● Brief: Report every line of the data below that contains the string "boot", reproducing each such line in full. The match is case-sensitive.

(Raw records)
......
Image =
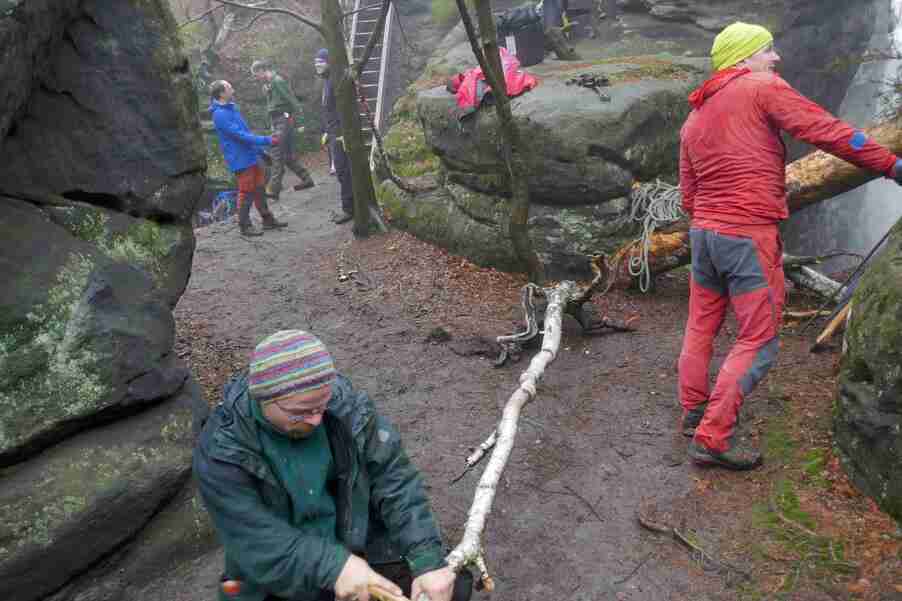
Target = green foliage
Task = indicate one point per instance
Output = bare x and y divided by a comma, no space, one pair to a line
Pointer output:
410,155
811,556
444,12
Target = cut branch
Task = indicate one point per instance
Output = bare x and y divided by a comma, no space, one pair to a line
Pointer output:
469,550
277,11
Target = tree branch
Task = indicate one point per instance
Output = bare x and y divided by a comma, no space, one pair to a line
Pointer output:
278,11
200,17
469,550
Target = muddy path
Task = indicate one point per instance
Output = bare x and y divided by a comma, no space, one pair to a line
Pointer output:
599,439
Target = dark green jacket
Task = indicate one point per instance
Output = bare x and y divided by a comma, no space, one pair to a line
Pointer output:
382,510
280,98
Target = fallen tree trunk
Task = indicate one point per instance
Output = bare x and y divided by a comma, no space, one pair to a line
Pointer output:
811,179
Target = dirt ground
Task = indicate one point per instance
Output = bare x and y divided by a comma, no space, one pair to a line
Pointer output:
597,445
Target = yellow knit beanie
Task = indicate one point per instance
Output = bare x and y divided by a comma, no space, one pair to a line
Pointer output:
737,42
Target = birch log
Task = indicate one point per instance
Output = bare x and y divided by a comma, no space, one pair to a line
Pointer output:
469,551
811,179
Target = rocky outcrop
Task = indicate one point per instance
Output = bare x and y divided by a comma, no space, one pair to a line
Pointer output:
103,164
867,416
585,155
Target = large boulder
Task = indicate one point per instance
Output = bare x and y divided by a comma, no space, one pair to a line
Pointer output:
868,411
103,165
583,154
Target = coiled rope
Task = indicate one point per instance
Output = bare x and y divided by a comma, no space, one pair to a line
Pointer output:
653,204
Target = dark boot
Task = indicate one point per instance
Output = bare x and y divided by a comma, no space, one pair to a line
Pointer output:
269,221
692,418
244,218
736,457
342,217
249,230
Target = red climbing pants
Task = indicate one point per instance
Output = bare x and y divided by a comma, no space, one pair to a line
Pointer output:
741,266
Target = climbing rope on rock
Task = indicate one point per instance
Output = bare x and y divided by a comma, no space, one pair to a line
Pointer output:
654,204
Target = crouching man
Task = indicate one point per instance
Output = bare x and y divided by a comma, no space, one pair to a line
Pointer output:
310,490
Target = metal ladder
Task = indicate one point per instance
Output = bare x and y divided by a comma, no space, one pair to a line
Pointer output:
372,78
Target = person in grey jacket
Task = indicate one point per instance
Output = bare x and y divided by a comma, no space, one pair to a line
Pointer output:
310,490
332,135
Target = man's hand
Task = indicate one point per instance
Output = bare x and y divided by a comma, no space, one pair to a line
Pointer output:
438,585
356,576
896,172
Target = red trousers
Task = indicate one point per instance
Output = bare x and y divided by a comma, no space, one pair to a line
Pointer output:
250,183
740,266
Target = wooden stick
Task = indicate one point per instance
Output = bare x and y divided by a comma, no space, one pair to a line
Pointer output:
831,328
469,550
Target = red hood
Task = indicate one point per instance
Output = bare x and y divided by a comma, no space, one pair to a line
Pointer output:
714,84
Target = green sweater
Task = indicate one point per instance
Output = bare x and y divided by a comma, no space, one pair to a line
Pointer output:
281,540
280,98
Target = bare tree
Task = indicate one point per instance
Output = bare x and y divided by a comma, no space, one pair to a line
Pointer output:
487,54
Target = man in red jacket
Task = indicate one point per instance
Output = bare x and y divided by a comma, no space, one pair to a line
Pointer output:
732,182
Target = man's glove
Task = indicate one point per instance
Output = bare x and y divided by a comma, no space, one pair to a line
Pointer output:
896,172
437,585
357,577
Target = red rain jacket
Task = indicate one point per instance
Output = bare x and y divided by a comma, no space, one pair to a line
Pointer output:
731,155
470,91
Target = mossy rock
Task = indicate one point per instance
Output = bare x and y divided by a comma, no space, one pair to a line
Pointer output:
80,501
868,410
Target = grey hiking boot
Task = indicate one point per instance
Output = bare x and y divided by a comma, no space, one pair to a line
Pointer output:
273,224
692,418
249,230
736,457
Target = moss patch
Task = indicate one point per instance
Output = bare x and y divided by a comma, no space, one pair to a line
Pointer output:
409,154
46,362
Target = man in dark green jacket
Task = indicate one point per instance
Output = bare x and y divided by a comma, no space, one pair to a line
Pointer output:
286,117
310,490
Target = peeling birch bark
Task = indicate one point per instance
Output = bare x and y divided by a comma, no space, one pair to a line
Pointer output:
807,277
469,551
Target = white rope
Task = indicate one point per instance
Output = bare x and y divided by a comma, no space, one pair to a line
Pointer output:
653,204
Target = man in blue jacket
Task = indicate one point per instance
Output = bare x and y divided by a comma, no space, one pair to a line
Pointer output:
242,151
310,490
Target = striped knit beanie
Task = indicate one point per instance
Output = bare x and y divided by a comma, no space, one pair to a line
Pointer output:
289,362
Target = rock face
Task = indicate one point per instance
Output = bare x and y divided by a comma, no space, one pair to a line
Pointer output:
584,156
103,164
868,411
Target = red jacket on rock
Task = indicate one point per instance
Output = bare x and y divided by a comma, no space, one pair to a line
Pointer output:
732,160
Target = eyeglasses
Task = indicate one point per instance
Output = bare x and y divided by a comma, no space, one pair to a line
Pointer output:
297,415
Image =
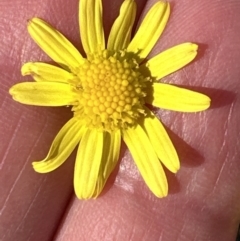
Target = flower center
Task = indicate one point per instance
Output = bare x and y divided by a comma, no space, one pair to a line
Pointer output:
111,90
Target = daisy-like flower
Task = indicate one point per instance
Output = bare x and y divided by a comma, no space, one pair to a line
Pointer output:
109,90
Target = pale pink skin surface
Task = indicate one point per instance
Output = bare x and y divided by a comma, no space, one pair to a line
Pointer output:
203,201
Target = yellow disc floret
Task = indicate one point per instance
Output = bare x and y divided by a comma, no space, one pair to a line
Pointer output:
110,90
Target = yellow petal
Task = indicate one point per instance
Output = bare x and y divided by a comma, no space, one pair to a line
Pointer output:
120,33
54,44
43,93
46,72
161,141
171,97
146,160
91,27
63,145
171,60
150,29
88,164
111,149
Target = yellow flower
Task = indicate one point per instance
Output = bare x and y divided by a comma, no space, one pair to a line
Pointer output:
108,91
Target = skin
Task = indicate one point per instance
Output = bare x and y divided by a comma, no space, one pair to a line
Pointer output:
203,201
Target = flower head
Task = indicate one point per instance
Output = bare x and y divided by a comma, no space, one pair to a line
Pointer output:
108,91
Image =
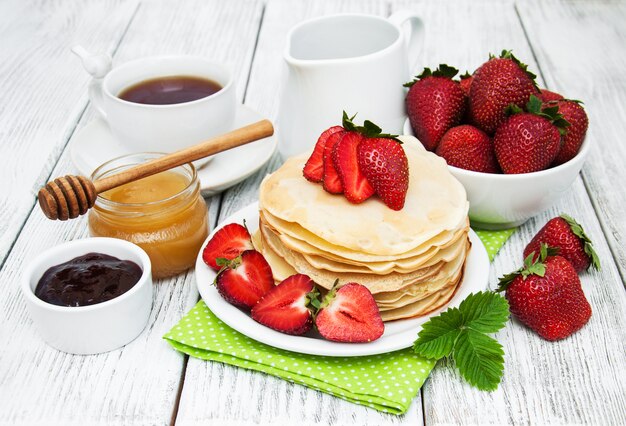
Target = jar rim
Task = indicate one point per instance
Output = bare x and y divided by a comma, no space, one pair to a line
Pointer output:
102,171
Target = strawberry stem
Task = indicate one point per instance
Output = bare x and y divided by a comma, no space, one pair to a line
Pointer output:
578,230
442,71
369,129
531,266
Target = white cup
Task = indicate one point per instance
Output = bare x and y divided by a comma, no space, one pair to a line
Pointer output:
165,128
357,63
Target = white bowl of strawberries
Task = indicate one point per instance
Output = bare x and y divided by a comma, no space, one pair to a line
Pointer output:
515,148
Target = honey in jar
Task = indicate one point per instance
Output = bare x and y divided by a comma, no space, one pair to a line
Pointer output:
164,214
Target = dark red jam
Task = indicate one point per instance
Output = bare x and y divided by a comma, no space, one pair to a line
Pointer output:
87,280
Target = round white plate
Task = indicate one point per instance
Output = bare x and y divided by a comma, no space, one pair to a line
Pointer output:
94,144
398,334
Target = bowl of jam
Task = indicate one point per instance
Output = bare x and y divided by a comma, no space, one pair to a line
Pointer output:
89,296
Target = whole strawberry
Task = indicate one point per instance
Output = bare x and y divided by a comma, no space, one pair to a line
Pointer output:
244,280
469,148
575,114
547,296
529,141
227,243
566,235
498,83
547,96
384,164
434,104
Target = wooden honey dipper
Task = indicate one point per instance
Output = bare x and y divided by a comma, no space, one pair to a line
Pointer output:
68,197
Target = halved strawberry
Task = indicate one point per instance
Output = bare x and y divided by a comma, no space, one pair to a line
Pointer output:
285,307
384,164
314,167
350,314
356,188
245,279
332,181
228,243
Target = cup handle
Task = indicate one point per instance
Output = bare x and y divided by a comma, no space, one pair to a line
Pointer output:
95,96
415,38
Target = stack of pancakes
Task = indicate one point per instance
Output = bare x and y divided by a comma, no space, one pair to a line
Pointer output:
411,260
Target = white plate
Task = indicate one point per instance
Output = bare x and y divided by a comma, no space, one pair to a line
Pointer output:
94,144
398,334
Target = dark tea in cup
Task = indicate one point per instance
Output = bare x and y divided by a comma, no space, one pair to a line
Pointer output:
170,90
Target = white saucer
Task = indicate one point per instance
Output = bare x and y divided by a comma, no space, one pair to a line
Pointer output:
94,144
398,334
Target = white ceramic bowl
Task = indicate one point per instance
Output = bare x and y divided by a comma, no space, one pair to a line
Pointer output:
499,201
95,328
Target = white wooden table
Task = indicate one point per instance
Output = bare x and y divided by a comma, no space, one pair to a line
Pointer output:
576,47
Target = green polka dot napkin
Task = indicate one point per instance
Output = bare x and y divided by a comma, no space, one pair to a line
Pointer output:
386,382
494,240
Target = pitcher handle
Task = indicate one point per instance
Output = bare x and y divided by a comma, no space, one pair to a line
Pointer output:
415,38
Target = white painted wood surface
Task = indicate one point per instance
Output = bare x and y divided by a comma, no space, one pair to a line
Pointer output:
579,380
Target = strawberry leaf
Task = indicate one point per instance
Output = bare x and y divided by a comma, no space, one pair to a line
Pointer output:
368,129
549,112
508,54
222,261
438,335
480,359
460,333
578,230
312,299
486,312
442,71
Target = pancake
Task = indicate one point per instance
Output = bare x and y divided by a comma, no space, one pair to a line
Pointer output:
326,279
435,202
305,241
423,307
412,260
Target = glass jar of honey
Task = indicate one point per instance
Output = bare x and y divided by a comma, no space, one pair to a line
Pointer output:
164,214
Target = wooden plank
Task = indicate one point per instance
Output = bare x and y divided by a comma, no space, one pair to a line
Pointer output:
220,394
139,383
577,380
46,88
583,57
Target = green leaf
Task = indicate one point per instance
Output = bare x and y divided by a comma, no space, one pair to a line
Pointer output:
534,105
221,261
480,359
578,230
368,128
485,311
438,334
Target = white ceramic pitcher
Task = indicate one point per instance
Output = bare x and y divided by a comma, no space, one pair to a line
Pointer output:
352,62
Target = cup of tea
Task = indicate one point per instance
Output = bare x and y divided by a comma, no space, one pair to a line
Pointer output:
166,103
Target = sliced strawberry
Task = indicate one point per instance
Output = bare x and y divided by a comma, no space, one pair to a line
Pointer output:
356,188
332,181
245,279
285,307
350,314
384,164
228,243
314,167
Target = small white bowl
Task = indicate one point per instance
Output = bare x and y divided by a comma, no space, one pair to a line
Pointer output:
500,201
95,328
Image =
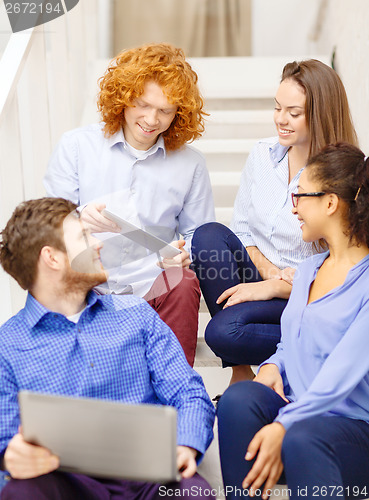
......
● Solution to the exercise:
Target = dark boot
Target = grey hiking boot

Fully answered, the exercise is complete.